----- GIVEN DATA
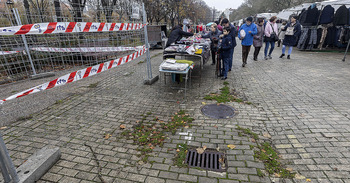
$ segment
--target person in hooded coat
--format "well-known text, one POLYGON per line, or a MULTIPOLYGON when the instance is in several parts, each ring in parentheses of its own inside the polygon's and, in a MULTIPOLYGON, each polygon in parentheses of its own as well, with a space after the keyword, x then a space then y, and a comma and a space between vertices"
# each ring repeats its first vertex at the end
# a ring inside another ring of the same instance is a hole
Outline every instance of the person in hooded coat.
POLYGON ((286 31, 288 29, 288 27, 294 27, 293 35, 285 35, 284 40, 283 40, 283 47, 282 47, 282 55, 280 56, 280 58, 283 58, 285 56, 285 51, 286 51, 286 47, 289 47, 288 50, 288 56, 287 59, 290 59, 290 55, 292 54, 292 50, 293 50, 293 46, 295 46, 297 44, 297 40, 298 37, 301 34, 301 25, 297 20, 297 16, 292 16, 290 22, 286 25, 286 27, 282 30, 286 31))

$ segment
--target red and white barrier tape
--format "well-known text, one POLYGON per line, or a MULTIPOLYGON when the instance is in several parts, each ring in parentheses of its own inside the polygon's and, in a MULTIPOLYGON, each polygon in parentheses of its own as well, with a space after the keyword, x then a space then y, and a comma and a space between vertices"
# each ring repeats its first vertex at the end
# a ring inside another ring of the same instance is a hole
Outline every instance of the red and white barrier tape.
POLYGON ((79 47, 79 48, 55 48, 55 47, 37 47, 31 48, 33 51, 41 52, 120 52, 120 51, 134 51, 142 49, 143 47, 79 47))
POLYGON ((145 25, 141 23, 50 22, 2 27, 0 35, 132 31, 142 29, 145 25))
POLYGON ((0 55, 11 55, 11 54, 16 54, 20 52, 22 51, 0 51, 0 55))
POLYGON ((33 94, 33 93, 37 93, 43 90, 47 90, 53 87, 58 87, 58 86, 62 86, 65 85, 67 83, 71 83, 71 82, 75 82, 75 81, 79 81, 81 79, 84 79, 86 77, 90 77, 93 76, 95 74, 98 74, 100 72, 106 71, 108 69, 117 67, 119 65, 125 64, 127 62, 130 62, 138 57, 140 57, 141 55, 143 55, 144 53, 146 53, 146 47, 143 46, 141 49, 139 49, 138 51, 127 55, 125 57, 119 58, 119 59, 115 59, 112 61, 108 61, 105 63, 101 63, 95 66, 91 66, 85 69, 81 69, 75 72, 72 72, 70 74, 66 74, 64 76, 61 76, 55 80, 52 80, 50 82, 44 83, 42 85, 39 86, 35 86, 33 88, 30 88, 28 90, 22 91, 20 93, 17 93, 15 95, 12 95, 6 99, 0 100, 0 104, 3 104, 5 101, 8 100, 12 100, 15 98, 20 98, 29 94, 33 94))

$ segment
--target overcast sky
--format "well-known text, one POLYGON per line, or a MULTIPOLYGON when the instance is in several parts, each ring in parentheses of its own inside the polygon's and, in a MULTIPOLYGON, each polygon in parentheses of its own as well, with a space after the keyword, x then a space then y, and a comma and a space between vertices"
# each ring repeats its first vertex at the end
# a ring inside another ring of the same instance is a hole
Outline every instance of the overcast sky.
POLYGON ((244 0, 204 0, 209 7, 215 7, 216 9, 223 11, 226 8, 238 8, 244 0))

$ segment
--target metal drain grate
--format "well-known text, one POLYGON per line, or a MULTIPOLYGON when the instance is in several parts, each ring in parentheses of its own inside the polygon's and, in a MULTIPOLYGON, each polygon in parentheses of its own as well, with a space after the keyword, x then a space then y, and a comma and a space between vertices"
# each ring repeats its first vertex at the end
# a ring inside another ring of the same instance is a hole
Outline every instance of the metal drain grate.
POLYGON ((199 167, 215 172, 225 172, 227 161, 225 154, 217 151, 206 150, 203 154, 198 154, 196 150, 188 150, 186 163, 189 167, 199 167))

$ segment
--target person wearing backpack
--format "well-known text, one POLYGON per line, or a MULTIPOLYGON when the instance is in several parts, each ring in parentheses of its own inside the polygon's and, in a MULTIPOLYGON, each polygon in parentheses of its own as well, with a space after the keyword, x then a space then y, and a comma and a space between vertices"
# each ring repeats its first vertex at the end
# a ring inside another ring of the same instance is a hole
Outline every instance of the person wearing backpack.
POLYGON ((292 54, 293 46, 297 44, 298 37, 301 34, 301 25, 297 18, 298 17, 295 15, 292 16, 290 19, 290 23, 288 23, 286 27, 282 29, 286 31, 286 33, 282 43, 282 55, 280 56, 280 58, 283 58, 285 56, 286 47, 288 46, 289 49, 287 59, 290 59, 290 54, 292 54))
POLYGON ((270 20, 266 23, 265 26, 265 60, 272 59, 272 52, 275 49, 275 43, 278 41, 278 27, 277 27, 277 17, 273 16, 270 18, 270 20), (269 47, 271 45, 270 51, 269 47), (269 53, 267 55, 267 53, 269 53))

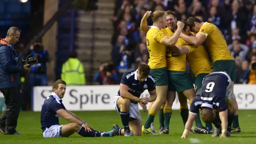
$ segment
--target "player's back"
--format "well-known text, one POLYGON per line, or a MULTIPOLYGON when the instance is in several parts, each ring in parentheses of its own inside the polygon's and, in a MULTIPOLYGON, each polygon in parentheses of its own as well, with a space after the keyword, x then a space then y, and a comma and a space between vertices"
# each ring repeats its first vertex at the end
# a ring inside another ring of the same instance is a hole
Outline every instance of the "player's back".
POLYGON ((166 36, 156 26, 151 28, 147 32, 147 47, 149 53, 148 65, 152 69, 166 67, 166 46, 161 44, 162 40, 166 36))
POLYGON ((226 97, 232 82, 229 76, 224 72, 213 72, 207 75, 203 80, 203 85, 196 92, 196 96, 203 97, 205 100, 215 97, 226 97))
POLYGON ((224 36, 216 26, 205 22, 198 32, 207 36, 205 42, 214 62, 218 60, 234 60, 224 36))
MULTIPOLYGON (((140 82, 138 80, 137 70, 128 70, 125 72, 123 74, 121 84, 125 84, 128 86, 128 92, 133 95, 140 98, 140 95, 146 90, 150 91, 156 88, 155 80, 149 75, 143 82, 140 82)), ((121 96, 120 90, 118 92, 118 94, 121 96)), ((132 102, 136 104, 137 102, 132 102)))
POLYGON ((196 76, 201 73, 210 73, 212 71, 208 54, 202 45, 198 46, 196 50, 187 55, 187 60, 190 69, 196 76))
POLYGON ((59 115, 52 108, 55 107, 57 103, 58 104, 62 104, 53 96, 49 96, 44 100, 41 110, 41 124, 42 129, 59 124, 59 115))

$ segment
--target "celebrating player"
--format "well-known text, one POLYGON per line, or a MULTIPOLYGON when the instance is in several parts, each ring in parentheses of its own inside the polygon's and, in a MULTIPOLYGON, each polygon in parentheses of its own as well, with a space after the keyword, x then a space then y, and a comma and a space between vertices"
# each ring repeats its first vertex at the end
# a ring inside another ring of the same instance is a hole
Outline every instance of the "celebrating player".
POLYGON ((184 24, 178 22, 178 28, 171 36, 167 36, 160 30, 166 24, 165 12, 156 11, 153 13, 153 26, 147 33, 147 46, 149 53, 148 65, 151 68, 150 75, 156 80, 157 97, 153 104, 148 118, 142 126, 142 133, 153 133, 150 128, 155 116, 161 105, 165 102, 168 88, 168 77, 166 58, 166 46, 174 46, 184 27, 184 24))
POLYGON ((117 129, 118 135, 129 136, 140 136, 142 132, 142 119, 138 103, 145 112, 146 104, 156 98, 155 80, 149 75, 149 66, 140 64, 138 70, 129 70, 123 74, 118 96, 114 98, 114 107, 121 116, 124 128, 114 125, 113 130, 117 129), (150 95, 149 97, 140 98, 146 90, 150 95))
MULTIPOLYGON (((192 30, 197 34, 196 36, 182 34, 181 37, 186 42, 197 46, 205 41, 214 62, 213 72, 226 72, 231 77, 234 86, 236 78, 236 63, 220 30, 214 24, 203 22, 195 17, 190 17, 187 21, 192 28, 192 30)), ((235 116, 231 133, 240 132, 238 105, 235 98, 233 99, 232 103, 235 116)))
POLYGON ((185 129, 182 138, 186 138, 189 130, 199 110, 202 120, 205 122, 212 122, 215 126, 212 136, 218 136, 222 130, 221 138, 230 136, 234 113, 231 104, 234 98, 233 84, 229 76, 224 72, 215 72, 206 76, 203 85, 196 93, 190 106, 185 129), (219 118, 215 110, 219 112, 219 118), (221 120, 221 126, 219 118, 221 120))
POLYGON ((44 138, 68 137, 74 132, 84 137, 112 137, 114 131, 99 132, 88 123, 66 109, 61 99, 66 92, 66 83, 61 80, 52 85, 53 92, 45 100, 41 111, 41 124, 44 138), (59 116, 71 122, 60 125, 59 116))

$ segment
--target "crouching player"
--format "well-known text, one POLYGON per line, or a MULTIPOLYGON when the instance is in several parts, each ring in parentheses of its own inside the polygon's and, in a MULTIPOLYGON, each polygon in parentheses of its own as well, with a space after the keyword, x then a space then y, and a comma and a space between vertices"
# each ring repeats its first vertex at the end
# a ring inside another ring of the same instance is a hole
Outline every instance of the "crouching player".
POLYGON ((205 122, 212 122, 215 126, 213 137, 218 136, 222 129, 221 138, 230 136, 234 116, 232 106, 230 104, 234 98, 230 78, 224 72, 212 72, 204 77, 202 83, 190 106, 188 118, 181 138, 188 137, 200 109, 202 109, 203 121, 205 122), (215 110, 218 111, 218 114, 215 110))
POLYGON ((128 136, 141 135, 142 119, 138 103, 146 112, 146 104, 156 98, 155 80, 149 75, 150 72, 148 65, 140 64, 138 70, 129 70, 123 74, 120 89, 114 101, 114 107, 120 114, 124 126, 121 129, 114 125, 113 130, 118 131, 117 135, 128 136), (140 98, 141 94, 146 89, 150 97, 140 98))
POLYGON ((66 83, 61 80, 52 85, 53 92, 45 100, 41 111, 41 124, 44 138, 68 137, 74 132, 84 137, 112 137, 114 131, 108 132, 94 130, 88 123, 66 109, 62 102, 66 83), (71 123, 60 125, 59 116, 71 123))

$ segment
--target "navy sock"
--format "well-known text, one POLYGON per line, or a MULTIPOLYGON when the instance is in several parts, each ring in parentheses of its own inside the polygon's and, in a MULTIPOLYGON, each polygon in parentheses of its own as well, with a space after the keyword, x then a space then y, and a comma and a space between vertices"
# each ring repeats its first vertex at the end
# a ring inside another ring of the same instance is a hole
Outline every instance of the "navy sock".
POLYGON ((214 125, 216 128, 218 128, 221 126, 220 123, 220 117, 219 116, 219 113, 216 112, 216 115, 212 120, 212 123, 214 125))
POLYGON ((232 111, 230 114, 228 114, 228 129, 231 128, 233 118, 234 118, 234 112, 232 111))
POLYGON ((121 120, 122 120, 122 123, 123 124, 124 126, 124 131, 126 132, 127 130, 130 130, 130 128, 129 128, 129 121, 130 118, 130 111, 120 112, 120 116, 121 116, 121 120))
POLYGON ((99 131, 96 131, 94 130, 92 130, 91 132, 88 132, 85 131, 84 128, 82 127, 81 127, 80 130, 77 132, 77 133, 83 137, 100 137, 102 136, 102 135, 104 133, 99 132, 99 131))
POLYGON ((121 136, 122 135, 121 134, 121 131, 122 130, 122 128, 119 128, 118 129, 118 135, 119 136, 121 136))

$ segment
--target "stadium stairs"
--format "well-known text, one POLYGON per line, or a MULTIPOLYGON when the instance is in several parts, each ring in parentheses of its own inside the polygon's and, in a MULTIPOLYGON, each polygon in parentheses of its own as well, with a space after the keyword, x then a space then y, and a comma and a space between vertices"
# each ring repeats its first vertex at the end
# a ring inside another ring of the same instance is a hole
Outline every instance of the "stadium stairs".
POLYGON ((114 1, 98 0, 95 11, 77 11, 75 47, 84 64, 86 84, 95 84, 92 82, 100 63, 110 60, 114 1))

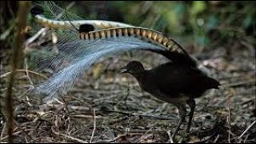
----------
- DIRECTIVE
Rewrite the stretch from the start of the entries through the line containing "Outline every instance of the person in", replacing "hooded coat" with "hooded jacket" and leaving all else unchanged. Omit the picture from your answer.

- RESULT OF THIS TASK
$ segment
--target person in hooded jacket
--format "well-known text, one POLYGON per line, or a MULTIPOLYGON when the instance is in several parts, each ring in parentheses of its own inside the polygon's and, in a MULTIPOLYGON, each polygon in parentheses of its own as well, with a space after the keyword, x then a space then y, and a comma and a space between vertices"
# each ring repeats its first vertex at the end
# a ring inside another ring of the same instance is a hole
Outline every instance of the person in hooded jacket.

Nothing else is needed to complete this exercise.